**WORK TO DO**
Count the lines in the entries below that contain the word "fingers", treating case as significant. Give only the number.

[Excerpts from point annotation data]
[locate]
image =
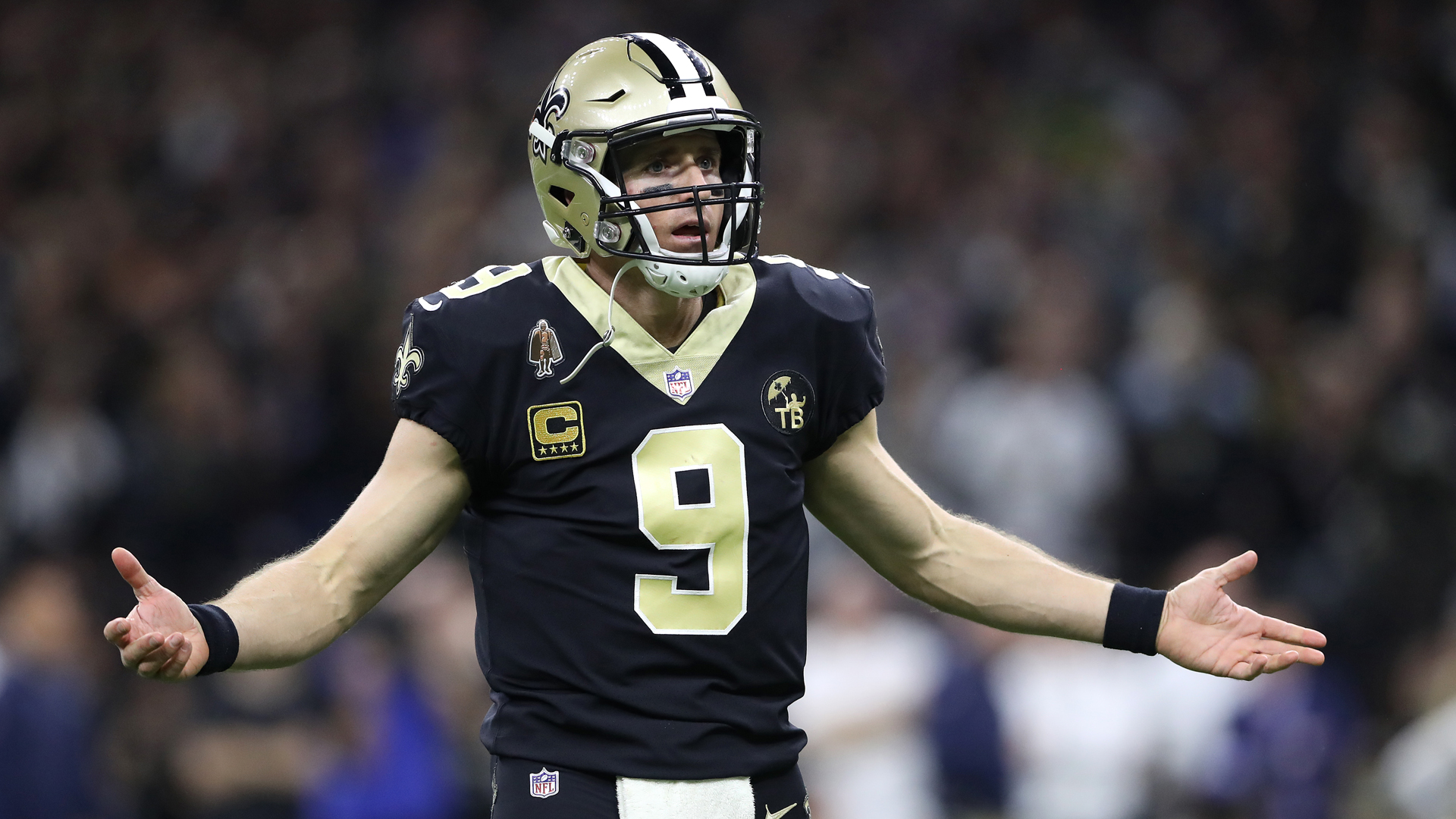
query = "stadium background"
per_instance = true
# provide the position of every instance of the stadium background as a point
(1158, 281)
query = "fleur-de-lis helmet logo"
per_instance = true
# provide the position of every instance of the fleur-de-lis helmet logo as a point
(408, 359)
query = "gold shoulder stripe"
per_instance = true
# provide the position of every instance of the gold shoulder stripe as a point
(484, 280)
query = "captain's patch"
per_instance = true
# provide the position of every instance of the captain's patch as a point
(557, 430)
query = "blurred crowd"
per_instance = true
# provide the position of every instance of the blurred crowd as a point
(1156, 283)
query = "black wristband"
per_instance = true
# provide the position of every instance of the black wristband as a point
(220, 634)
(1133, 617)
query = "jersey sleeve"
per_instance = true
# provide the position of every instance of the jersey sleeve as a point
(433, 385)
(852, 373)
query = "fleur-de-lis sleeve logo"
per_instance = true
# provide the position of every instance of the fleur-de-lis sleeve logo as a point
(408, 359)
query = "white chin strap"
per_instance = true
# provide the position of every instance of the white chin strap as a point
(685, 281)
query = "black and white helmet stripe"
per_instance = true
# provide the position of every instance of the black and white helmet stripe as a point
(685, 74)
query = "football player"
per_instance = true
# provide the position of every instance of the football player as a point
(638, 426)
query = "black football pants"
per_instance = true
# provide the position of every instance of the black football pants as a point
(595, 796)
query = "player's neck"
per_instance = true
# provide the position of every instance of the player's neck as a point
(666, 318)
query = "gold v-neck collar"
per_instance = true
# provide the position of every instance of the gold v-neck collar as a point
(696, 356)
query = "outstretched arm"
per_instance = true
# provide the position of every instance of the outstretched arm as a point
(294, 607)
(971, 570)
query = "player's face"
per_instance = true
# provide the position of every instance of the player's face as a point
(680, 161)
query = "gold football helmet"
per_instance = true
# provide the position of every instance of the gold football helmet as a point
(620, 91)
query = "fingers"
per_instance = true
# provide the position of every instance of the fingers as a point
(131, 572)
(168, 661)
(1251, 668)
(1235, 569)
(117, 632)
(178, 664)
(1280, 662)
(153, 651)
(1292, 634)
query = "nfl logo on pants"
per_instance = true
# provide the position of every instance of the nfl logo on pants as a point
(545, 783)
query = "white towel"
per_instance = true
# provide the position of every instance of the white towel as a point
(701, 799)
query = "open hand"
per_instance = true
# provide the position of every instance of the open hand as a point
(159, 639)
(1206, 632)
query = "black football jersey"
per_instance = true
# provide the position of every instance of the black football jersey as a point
--
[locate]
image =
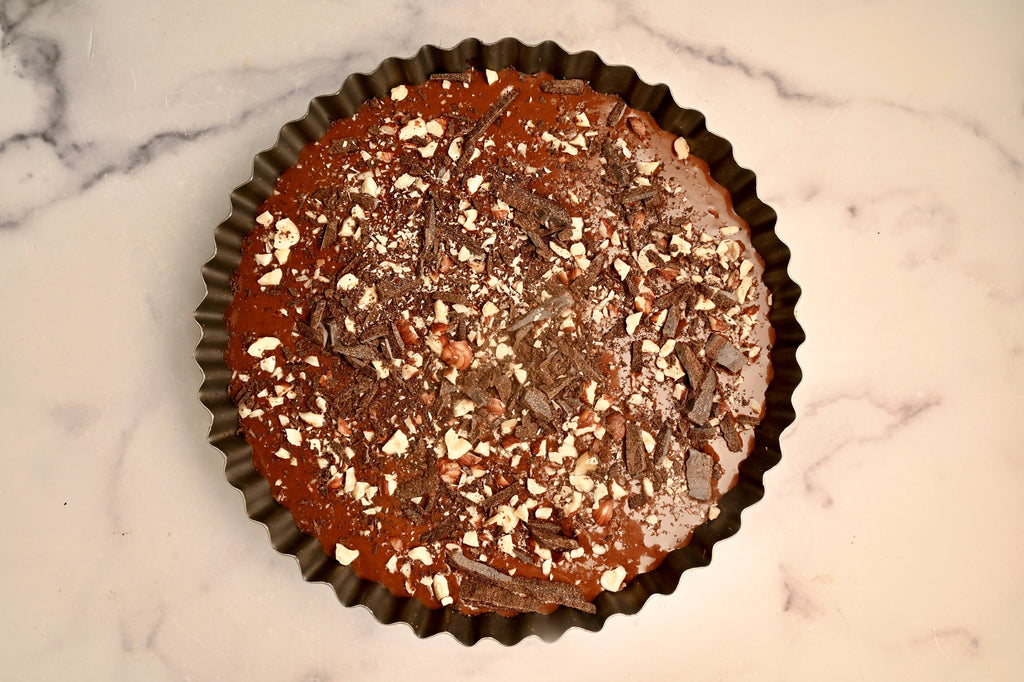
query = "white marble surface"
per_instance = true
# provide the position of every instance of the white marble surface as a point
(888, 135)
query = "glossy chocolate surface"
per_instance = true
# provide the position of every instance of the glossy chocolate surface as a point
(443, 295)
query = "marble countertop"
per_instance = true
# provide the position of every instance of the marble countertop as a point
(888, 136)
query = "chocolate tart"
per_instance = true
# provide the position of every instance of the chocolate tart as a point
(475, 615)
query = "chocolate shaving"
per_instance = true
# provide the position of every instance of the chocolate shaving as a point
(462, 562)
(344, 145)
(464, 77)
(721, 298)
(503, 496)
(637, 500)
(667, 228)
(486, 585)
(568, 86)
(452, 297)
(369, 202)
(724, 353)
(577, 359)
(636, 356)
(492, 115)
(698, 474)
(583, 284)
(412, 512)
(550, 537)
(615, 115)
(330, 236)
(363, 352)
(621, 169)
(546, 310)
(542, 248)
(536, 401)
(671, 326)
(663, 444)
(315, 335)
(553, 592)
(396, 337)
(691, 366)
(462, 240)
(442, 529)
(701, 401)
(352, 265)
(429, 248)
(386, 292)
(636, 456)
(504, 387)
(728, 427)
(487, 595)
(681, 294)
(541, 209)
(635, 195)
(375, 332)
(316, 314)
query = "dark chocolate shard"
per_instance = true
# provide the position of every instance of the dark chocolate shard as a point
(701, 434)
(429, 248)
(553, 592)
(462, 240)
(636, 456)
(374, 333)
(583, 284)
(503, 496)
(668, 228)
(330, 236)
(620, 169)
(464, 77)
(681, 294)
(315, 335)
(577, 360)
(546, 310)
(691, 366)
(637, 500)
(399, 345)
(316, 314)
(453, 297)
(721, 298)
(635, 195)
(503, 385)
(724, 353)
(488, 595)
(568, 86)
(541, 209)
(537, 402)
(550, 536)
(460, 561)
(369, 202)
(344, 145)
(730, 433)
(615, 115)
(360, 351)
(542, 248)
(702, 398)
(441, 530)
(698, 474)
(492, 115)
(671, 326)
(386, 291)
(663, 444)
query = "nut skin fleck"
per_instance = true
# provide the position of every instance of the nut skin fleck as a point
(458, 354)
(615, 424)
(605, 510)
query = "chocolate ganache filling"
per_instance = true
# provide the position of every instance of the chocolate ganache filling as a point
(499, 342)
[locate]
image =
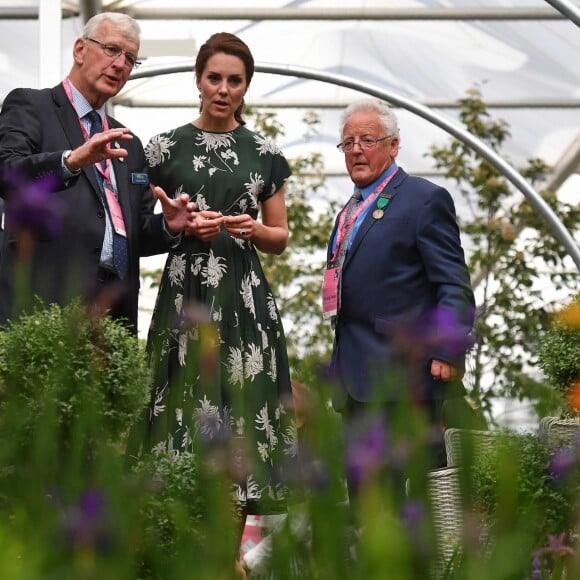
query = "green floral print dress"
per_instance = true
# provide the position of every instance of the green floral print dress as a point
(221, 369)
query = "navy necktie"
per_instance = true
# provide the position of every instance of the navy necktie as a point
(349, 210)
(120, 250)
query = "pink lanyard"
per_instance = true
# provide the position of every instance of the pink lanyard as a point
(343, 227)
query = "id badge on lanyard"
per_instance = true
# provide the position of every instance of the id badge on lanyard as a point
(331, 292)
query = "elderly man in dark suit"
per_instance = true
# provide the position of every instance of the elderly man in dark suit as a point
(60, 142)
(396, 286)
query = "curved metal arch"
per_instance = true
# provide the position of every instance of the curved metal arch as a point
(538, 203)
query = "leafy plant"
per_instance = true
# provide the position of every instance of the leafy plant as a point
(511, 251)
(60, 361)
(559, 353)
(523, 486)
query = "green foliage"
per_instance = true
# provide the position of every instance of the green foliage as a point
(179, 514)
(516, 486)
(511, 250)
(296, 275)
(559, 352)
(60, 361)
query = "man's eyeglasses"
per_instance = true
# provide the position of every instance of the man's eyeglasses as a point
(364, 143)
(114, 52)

**SOLVED PROBLEM**
2